* [What is expected]
The records below are to be reproduced exactly, with the pictures left out.

*** Opening Data to use ***

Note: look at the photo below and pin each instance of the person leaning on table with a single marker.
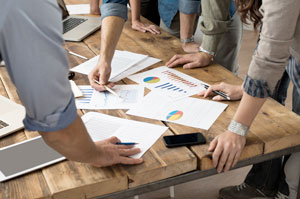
(279, 41)
(31, 46)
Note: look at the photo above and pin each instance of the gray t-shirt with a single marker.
(31, 46)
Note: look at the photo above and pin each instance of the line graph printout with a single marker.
(169, 82)
(92, 99)
(101, 126)
(130, 94)
(189, 111)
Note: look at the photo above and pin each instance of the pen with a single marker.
(217, 92)
(72, 53)
(126, 143)
(108, 89)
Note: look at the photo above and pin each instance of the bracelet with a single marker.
(206, 51)
(238, 128)
(188, 40)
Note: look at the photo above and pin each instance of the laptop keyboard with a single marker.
(3, 124)
(71, 23)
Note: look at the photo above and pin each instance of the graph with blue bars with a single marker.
(170, 87)
(87, 95)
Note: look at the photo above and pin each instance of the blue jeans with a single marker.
(269, 176)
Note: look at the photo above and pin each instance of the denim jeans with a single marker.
(269, 176)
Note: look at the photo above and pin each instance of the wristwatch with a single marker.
(206, 51)
(188, 40)
(238, 128)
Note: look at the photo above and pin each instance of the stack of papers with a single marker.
(101, 126)
(124, 63)
(92, 99)
(169, 82)
(189, 111)
(78, 9)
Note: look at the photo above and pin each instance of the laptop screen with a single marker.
(63, 8)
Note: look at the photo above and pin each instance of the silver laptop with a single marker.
(11, 116)
(76, 28)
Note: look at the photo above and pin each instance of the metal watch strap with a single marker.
(206, 51)
(238, 128)
(188, 40)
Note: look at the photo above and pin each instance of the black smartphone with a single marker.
(184, 140)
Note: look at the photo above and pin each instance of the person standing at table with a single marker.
(279, 39)
(38, 67)
(222, 34)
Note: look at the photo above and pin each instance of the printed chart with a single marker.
(169, 82)
(189, 111)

*** Closing Data to use ***

* [Exercise response]
Note: look at the photo below and pin each instance of the person leaning on table with a single marker.
(279, 41)
(31, 46)
Note: look at the photo above and pin each instance of the gray t-shirt with a single marker.
(31, 46)
Note: look at the photo above and pin each instance of the line graph printout with a single marker.
(169, 82)
(92, 99)
(101, 126)
(130, 94)
(189, 111)
Note: look at the photo above and pin each instance of the pen with a single marker.
(217, 92)
(72, 53)
(126, 143)
(108, 89)
Note: look at the photo above and pin each instance of the bracelet with a single marker.
(206, 51)
(238, 128)
(188, 40)
Note: look at the photo above and pin each instance of the laptop keyboard with a single marker.
(3, 124)
(71, 23)
Note: look at the photo above and pin each instance of the graph with blue bars with a single marker.
(170, 87)
(87, 95)
Note: look at the photo above and pin each instance of the blue jeans with a single marker.
(269, 176)
Note: look at the photo above and pin each instance of the denim jeans with a single marker.
(269, 176)
Note: look at the photo above and pin each instance of the wristwatch with a single marker.
(206, 51)
(188, 40)
(238, 128)
Note: look at the photo above and pin each instance of the stack of papers with a single marker.
(101, 126)
(124, 63)
(92, 99)
(169, 82)
(189, 111)
(78, 9)
Note: look at the photo above and pin each instance of the laptop screen with a single marker.
(63, 8)
Note: look at the photo above and pin each instance of the silver laptop with a single marker.
(11, 116)
(76, 28)
Note: look at the photo above and pin each instance of the metal watch strap with a single marker.
(206, 51)
(238, 128)
(188, 40)
Note: look at the photo above and pin each instance of the black smartphone with a single marker.
(184, 140)
Note: look at the photo above and pin each instance of the person standing at table with a single marker.
(279, 39)
(38, 67)
(222, 34)
Note: look at the photo above and pin each instance of the printed chart with a single marker.
(169, 82)
(189, 111)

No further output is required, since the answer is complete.